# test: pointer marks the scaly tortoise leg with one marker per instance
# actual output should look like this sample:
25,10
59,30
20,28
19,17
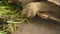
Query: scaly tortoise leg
47,16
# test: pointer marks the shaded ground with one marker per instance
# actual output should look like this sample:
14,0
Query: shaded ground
38,26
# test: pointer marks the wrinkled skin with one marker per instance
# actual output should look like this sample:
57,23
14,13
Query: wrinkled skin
55,1
32,8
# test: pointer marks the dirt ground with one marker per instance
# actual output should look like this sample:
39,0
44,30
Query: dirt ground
39,26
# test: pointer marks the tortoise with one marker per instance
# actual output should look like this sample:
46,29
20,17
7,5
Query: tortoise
44,9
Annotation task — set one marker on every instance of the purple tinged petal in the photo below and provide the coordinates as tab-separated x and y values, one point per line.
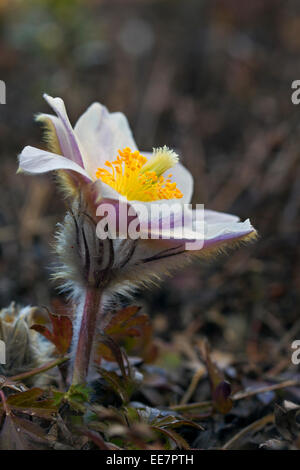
33	160
70	142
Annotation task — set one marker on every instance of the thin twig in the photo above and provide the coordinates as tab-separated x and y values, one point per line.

§ **Exercise brief**
Return all of the rows above verbatim, leaving out the pictures.

§ **Result below**
# test: pointer marks the scaly tortoise leg with one marker per instance
# actual output should look like this sample:
25,10
59,30
20,28
19,17
Query: scaly tortoise leg
47,16
# test: pointer marks the shaded ground with one marker per instance
# actual output should look like this sample:
14,0
Query: shaded ground
38,26
# test: pointer marks the wrinkled skin with one marker per instance
# actual output should look like this sample:
57,23
14,13
Query: wrinkled skin
55,1
32,8
# test: pointer marks the dirt ground with one marker per instance
# actual output should look like this sample:
39,0
44,30
Query: dirt ground
39,26
# test: pointer marks the tortoise with one marker per instance
# actual output should look like this sample:
46,29
20,17
7,5
Query: tortoise
44,9
Annotation task — set one marker on every instance of the purple tinged petal in the photo below and provide the coordinates as tab-separated x and y values, one point per line.
33	160
70	142
Annotation task — set one marker on every instance of the thin twig in the photo above and provide the coordinates as tab-separated x and y values, one point per line.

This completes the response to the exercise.